- Task directions
Your copy should begin at the line containing "Target: backpack" and end at the last line of the records; transcribe those lines exactly and leave out every picture.

(Data provided begins)

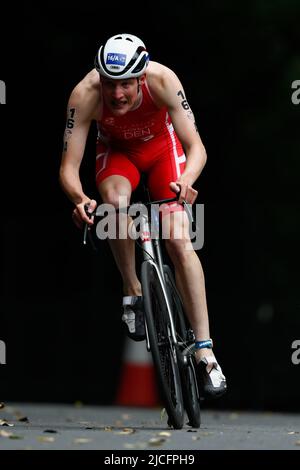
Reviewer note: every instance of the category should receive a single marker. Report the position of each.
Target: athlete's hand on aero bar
(187, 194)
(81, 212)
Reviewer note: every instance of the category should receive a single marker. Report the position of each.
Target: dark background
(60, 303)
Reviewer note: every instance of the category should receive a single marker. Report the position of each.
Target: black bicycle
(169, 336)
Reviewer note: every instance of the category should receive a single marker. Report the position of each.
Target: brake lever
(87, 228)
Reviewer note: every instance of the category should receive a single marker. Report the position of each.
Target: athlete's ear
(142, 79)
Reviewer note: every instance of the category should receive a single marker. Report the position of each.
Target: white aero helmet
(122, 56)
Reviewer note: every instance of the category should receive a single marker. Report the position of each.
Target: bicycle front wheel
(187, 369)
(161, 344)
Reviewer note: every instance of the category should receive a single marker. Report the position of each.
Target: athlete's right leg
(111, 189)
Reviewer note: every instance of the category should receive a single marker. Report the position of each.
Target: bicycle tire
(162, 348)
(187, 370)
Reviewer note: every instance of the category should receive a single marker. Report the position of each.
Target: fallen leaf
(81, 440)
(136, 445)
(125, 431)
(45, 439)
(118, 423)
(156, 441)
(3, 422)
(5, 433)
(23, 419)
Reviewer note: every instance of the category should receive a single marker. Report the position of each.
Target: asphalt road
(26, 426)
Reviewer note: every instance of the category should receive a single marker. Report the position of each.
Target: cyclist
(145, 124)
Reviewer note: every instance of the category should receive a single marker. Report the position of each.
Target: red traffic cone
(138, 385)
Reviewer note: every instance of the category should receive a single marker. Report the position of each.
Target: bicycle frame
(152, 254)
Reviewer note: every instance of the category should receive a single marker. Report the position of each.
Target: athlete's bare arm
(167, 90)
(83, 107)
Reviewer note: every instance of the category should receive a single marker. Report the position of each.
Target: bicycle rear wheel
(186, 364)
(162, 348)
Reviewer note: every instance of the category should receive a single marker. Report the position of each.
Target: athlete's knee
(179, 249)
(115, 195)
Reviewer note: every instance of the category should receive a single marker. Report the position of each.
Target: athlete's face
(120, 95)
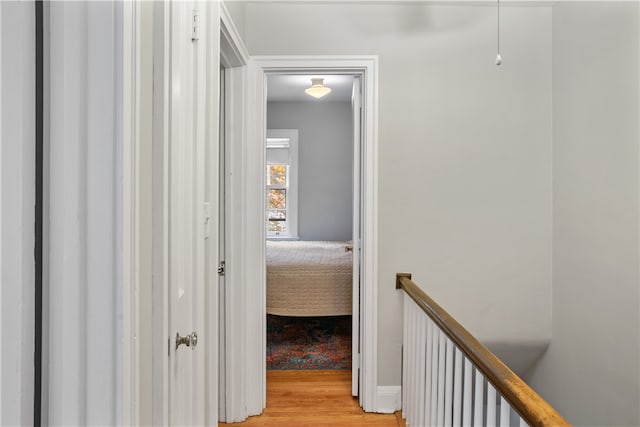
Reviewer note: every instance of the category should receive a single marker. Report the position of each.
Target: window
(282, 184)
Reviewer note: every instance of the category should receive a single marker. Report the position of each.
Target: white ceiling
(290, 87)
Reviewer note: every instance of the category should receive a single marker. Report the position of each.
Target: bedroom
(309, 222)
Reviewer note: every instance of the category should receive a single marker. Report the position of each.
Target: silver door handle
(190, 340)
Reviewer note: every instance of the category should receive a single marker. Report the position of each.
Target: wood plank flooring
(314, 398)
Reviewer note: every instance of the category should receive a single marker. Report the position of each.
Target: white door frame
(252, 222)
(234, 57)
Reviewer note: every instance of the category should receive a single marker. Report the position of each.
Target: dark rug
(308, 342)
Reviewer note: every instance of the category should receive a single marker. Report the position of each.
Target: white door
(356, 105)
(185, 222)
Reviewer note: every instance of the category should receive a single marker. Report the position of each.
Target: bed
(309, 278)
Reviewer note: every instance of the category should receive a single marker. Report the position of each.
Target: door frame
(234, 57)
(252, 222)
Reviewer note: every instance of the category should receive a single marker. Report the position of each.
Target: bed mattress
(309, 278)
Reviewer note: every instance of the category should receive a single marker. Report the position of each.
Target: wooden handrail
(529, 404)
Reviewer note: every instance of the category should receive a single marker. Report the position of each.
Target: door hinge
(195, 25)
(207, 219)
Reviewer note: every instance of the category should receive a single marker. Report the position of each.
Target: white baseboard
(389, 399)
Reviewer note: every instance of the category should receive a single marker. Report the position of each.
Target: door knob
(190, 340)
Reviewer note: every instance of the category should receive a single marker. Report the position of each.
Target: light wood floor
(314, 398)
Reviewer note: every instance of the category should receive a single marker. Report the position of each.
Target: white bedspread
(309, 278)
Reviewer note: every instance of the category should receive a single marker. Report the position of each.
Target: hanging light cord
(498, 57)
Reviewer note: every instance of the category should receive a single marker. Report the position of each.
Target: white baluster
(441, 384)
(405, 357)
(435, 339)
(431, 329)
(413, 366)
(422, 346)
(478, 400)
(448, 387)
(457, 389)
(467, 406)
(491, 405)
(505, 412)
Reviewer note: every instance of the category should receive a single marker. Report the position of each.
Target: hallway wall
(464, 157)
(17, 200)
(591, 371)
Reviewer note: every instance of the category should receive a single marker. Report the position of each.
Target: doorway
(246, 292)
(312, 211)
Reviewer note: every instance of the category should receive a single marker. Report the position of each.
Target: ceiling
(290, 87)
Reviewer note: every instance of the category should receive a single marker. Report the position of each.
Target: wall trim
(389, 399)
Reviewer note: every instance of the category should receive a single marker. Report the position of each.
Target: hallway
(314, 398)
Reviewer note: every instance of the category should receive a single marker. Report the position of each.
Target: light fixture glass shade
(317, 89)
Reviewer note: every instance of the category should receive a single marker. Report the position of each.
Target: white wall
(17, 200)
(85, 150)
(325, 159)
(465, 156)
(591, 370)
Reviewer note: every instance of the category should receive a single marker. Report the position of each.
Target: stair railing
(450, 379)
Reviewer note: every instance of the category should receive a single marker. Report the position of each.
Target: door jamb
(368, 67)
(233, 55)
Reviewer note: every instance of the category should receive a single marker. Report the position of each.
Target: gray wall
(325, 153)
(591, 370)
(464, 155)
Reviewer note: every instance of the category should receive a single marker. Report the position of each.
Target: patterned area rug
(308, 342)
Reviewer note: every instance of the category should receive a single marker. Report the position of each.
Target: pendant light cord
(498, 57)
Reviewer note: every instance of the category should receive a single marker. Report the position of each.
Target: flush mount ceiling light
(317, 89)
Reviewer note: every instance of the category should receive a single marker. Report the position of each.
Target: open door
(356, 105)
(186, 197)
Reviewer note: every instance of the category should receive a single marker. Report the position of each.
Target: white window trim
(292, 192)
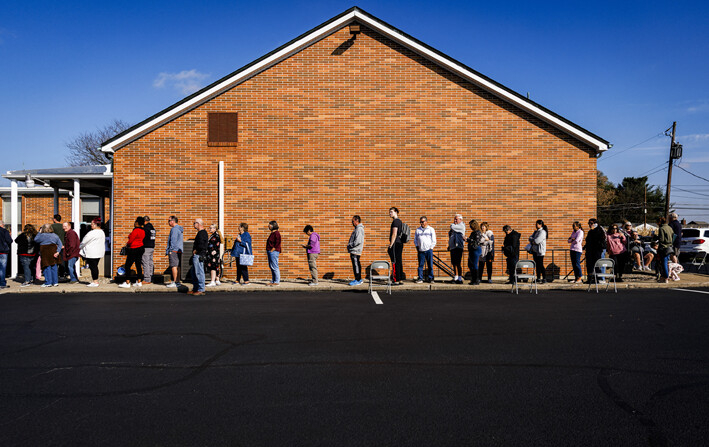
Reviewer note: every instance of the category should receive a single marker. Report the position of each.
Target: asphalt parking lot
(335, 368)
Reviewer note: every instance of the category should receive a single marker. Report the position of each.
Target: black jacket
(510, 246)
(5, 241)
(201, 242)
(595, 240)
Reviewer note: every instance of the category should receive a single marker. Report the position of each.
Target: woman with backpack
(538, 248)
(475, 241)
(456, 245)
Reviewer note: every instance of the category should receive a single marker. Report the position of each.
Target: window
(7, 208)
(222, 129)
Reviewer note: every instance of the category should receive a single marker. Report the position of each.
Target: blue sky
(623, 70)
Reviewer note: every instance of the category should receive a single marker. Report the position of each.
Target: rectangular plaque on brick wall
(222, 128)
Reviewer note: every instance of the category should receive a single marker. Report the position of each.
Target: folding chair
(699, 261)
(525, 266)
(379, 267)
(609, 265)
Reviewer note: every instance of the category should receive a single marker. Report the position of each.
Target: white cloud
(185, 82)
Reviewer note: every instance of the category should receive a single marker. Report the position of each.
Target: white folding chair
(522, 269)
(700, 260)
(609, 265)
(379, 267)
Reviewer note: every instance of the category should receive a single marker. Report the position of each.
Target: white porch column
(221, 204)
(14, 223)
(56, 200)
(76, 204)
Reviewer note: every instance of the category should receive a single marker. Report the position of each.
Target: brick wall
(329, 133)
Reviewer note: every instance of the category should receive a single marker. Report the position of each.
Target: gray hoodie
(356, 243)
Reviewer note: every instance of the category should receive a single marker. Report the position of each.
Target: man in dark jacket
(71, 250)
(510, 248)
(199, 253)
(5, 245)
(149, 247)
(595, 244)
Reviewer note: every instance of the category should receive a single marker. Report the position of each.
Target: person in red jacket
(135, 250)
(71, 250)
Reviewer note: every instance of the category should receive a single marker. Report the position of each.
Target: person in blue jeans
(273, 250)
(425, 242)
(199, 252)
(5, 245)
(50, 247)
(474, 251)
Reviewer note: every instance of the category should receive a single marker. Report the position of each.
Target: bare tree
(84, 148)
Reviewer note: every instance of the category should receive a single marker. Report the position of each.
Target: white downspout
(13, 229)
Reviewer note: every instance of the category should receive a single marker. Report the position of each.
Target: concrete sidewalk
(633, 280)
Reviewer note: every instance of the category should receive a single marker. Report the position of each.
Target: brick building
(349, 118)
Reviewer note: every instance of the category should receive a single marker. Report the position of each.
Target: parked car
(694, 240)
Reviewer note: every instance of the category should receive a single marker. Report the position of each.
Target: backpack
(405, 232)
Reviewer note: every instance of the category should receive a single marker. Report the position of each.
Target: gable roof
(353, 14)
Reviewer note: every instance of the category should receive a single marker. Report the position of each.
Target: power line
(631, 147)
(691, 173)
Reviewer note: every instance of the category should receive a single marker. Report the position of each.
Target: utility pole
(669, 173)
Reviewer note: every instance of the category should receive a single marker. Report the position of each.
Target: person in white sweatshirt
(93, 248)
(425, 241)
(456, 245)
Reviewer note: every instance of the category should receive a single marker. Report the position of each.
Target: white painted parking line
(690, 290)
(375, 295)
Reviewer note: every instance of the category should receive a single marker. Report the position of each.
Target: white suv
(694, 240)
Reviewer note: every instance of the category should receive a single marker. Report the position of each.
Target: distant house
(352, 117)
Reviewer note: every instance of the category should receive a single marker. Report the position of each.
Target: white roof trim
(391, 33)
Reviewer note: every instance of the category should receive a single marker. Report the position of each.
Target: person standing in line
(396, 246)
(242, 245)
(214, 248)
(273, 250)
(425, 242)
(26, 252)
(456, 245)
(71, 250)
(576, 241)
(50, 247)
(488, 252)
(5, 249)
(175, 245)
(148, 250)
(595, 244)
(134, 249)
(676, 226)
(510, 248)
(312, 249)
(199, 254)
(93, 248)
(665, 249)
(355, 246)
(616, 243)
(58, 229)
(474, 241)
(538, 240)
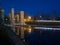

(Data provided ends)

- Solution for this exercise
Target: backpack
(405, 232)
Reviewer note: every instance of the category should receive a single marker. Report the position of each.
Target: gable roof
(353, 14)
Reviewer note: every instance of the category should receive a single marker. Report the position of each.
Target: power line
(631, 147)
(691, 173)
Reviewer note: every instance of the category should receive a single marker. Report the position of each.
Target: utility pole
(669, 173)
Reviewer note: every instance of the category should receive a single marker. Report the position of each.
Target: person in white sweatshirt
(93, 248)
(425, 241)
(456, 245)
Reviewer note: every instance of the category should receive a single marker. Report the position of each.
Target: white painted parking line
(690, 290)
(375, 295)
Reviewer note: every instance of the category should receive a single marker. Report the position of each.
Target: white suv
(694, 240)
Reviewer note: every instance of the category should receive a single marker. Report the position of each.
Target: distant house
(352, 117)
Reviewer note: every instance of the category should receive a single marker. Report the position of each.
Target: white roof trim
(391, 33)
Reviewer note: every instance of the category should receive a single marker. Report the position of each.
Target: person standing in line
(396, 246)
(242, 245)
(214, 248)
(273, 250)
(425, 242)
(26, 252)
(456, 245)
(71, 250)
(576, 241)
(50, 247)
(488, 252)
(5, 249)
(175, 245)
(148, 250)
(595, 244)
(134, 249)
(676, 226)
(510, 248)
(312, 249)
(199, 254)
(93, 248)
(665, 249)
(355, 246)
(616, 243)
(58, 229)
(474, 241)
(538, 240)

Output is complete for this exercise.